▶ _What you are asked to do_: Put the rows that run from the line containing "In this exercise you will mark the puppy's open" through the last row into a numbered list, leaving out any blank lines.

-------- Extracted data

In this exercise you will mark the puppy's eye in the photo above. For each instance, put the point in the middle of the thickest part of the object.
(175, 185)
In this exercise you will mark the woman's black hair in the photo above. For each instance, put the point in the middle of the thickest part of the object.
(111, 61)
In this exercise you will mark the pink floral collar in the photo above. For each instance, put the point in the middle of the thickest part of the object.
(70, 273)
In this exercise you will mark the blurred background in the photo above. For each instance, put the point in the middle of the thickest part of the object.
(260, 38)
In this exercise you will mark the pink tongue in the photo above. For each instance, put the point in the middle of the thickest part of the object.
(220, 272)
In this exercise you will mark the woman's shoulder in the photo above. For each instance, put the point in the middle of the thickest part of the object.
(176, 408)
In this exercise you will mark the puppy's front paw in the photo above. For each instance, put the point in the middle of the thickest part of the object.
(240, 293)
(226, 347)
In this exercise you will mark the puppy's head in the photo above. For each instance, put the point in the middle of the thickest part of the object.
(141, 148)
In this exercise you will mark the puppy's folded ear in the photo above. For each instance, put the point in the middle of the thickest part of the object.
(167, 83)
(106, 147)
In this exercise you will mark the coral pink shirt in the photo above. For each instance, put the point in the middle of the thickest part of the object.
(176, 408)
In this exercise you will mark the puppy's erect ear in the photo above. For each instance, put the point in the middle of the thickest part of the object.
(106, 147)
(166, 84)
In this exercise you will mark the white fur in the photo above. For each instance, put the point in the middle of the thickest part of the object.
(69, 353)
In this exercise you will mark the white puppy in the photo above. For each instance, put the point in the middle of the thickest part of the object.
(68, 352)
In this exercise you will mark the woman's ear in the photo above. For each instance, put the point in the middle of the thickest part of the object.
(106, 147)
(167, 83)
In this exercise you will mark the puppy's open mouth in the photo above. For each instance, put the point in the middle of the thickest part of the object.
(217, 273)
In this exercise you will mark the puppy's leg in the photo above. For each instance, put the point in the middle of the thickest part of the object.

----------------

▶ _Response for this exercise_:
1. In this exercise you will mark the puppy's open mouth in the photo above. For each instance, put the point in the middle of the thickest part of the object.
2. (217, 273)
3. In this exercise you will mark the puppy's leg in the photo above. For each instance, put the point in the middle of the thickest part of the object.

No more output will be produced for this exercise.